= What the exercise asks =
Copy the listing verbatim, excluding any images found in it.

#### Data section ####

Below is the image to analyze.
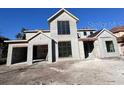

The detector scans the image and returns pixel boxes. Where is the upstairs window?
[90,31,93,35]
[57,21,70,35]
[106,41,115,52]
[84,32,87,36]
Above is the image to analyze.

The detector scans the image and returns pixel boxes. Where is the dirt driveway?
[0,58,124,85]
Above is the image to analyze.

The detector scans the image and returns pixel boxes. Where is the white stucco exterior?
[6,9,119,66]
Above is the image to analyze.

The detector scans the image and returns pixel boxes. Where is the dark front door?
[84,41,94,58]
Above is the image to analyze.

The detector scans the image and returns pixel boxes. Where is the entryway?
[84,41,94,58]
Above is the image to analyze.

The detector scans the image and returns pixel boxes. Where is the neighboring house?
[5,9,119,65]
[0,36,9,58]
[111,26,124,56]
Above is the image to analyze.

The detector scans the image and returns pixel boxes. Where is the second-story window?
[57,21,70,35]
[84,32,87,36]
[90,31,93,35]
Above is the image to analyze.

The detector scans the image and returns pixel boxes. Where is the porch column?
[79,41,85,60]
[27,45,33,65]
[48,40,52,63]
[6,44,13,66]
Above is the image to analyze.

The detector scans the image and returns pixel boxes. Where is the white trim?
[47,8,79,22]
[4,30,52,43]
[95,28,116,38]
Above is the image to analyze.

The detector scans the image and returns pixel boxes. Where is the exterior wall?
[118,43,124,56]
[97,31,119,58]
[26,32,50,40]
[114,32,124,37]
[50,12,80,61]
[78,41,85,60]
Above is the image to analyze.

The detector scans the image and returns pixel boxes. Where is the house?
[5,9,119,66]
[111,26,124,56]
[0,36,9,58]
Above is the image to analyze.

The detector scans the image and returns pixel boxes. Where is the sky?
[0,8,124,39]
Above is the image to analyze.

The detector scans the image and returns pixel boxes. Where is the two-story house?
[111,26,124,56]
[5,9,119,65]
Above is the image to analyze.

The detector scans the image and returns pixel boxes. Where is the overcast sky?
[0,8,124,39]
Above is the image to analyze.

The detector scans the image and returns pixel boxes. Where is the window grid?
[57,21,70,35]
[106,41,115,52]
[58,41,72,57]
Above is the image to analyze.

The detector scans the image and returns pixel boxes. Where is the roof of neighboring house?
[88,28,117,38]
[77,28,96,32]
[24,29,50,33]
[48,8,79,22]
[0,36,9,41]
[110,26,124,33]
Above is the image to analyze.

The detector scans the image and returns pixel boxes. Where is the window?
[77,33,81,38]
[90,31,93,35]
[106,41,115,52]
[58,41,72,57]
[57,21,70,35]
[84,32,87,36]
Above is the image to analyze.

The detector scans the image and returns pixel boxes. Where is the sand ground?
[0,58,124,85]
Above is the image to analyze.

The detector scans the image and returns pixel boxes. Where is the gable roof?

####

= Task answer =
Below is the image to analyze.

The detector scans the image and returns pixel boxes. Where is the upstairs window?
[90,31,93,35]
[57,21,70,35]
[106,41,115,52]
[84,32,87,36]
Above is the image to analyze.

The detector scans the image and returns pixel boxes. Where is the dirt driveway?
[0,58,124,85]
Above is the image to analyze.

The detector scans the image and returns pixel boxes. Where is the white stucco exterior?
[6,9,119,66]
Above is the image to analyze.

The detector scans the image and returns pixel boxes. Where is the dark front door?
[84,41,94,58]
Above is the image to analyze.

The detector scans the image and returns pixel boxes. Where is the entryway?
[84,41,94,58]
Above is the image to analyze.

The detector scans the image and returns pixel boxes. Where is the neighboring house?
[5,9,119,65]
[0,36,9,58]
[111,26,124,56]
Above is the image to analyze.

The detector scans the image and returns pixel boxes. Where is the second-story window?
[57,21,70,35]
[84,32,87,36]
[90,31,93,35]
Above is the image to analyze.

The detector scans the image and returns pixel boxes. Where is the porch column?
[79,41,85,60]
[27,45,33,65]
[48,40,52,63]
[6,44,13,66]
Above is the image to analyze.

The detector scans the image and returns pixel boxes. Where is the white trim?
[47,8,79,22]
[4,30,52,43]
[95,28,116,38]
Above is the image to analyze.

The detector scans the image and returns pixel boxes. Where is the exterior wall?
[118,43,124,56]
[97,31,119,58]
[26,32,50,40]
[114,32,124,37]
[50,12,80,61]
[78,41,85,60]
Above is the image to analyze.

The detector scans the image and returns pixel boxes. Where is the house?
[5,9,119,66]
[111,26,124,56]
[0,36,9,58]
Above is the image to analyze.

The detector scans the image and returns pixel boxes. Where is the sky?
[0,8,124,39]
Above is the image to analyze.

The detector scans the image and returns pixel boxes. Where is the two-story house?
[111,26,124,56]
[5,9,119,65]
Above is the image to analyze.

The detector scans the image and returns pixel boxes. Where is the overcast sky?
[0,8,124,39]
Above is the image to analyze.

The detector scans the image and returns pixel boxes. Where is the window grid?
[57,21,70,35]
[106,41,115,52]
[58,41,72,57]
Above is the image to analyze.

The detector scans the image and returns pixel boxes. Where is the roof of neighboring house?
[88,28,117,38]
[77,28,96,32]
[24,29,50,33]
[48,8,79,22]
[0,36,9,41]
[110,26,124,33]
Above is the image to analyze.

The detector scans the image and returns pixel boxes. Where is the window?
[77,33,81,38]
[90,31,93,35]
[106,41,115,52]
[58,41,72,57]
[57,21,70,35]
[84,32,87,36]
Above is the image to analyze.

The detector scans the image and returns pixel boxes. Where is the sand ground?
[0,58,124,85]
Above is the image to analyze.

The detector scans the image and returns pixel boxes. Where is the gable roof?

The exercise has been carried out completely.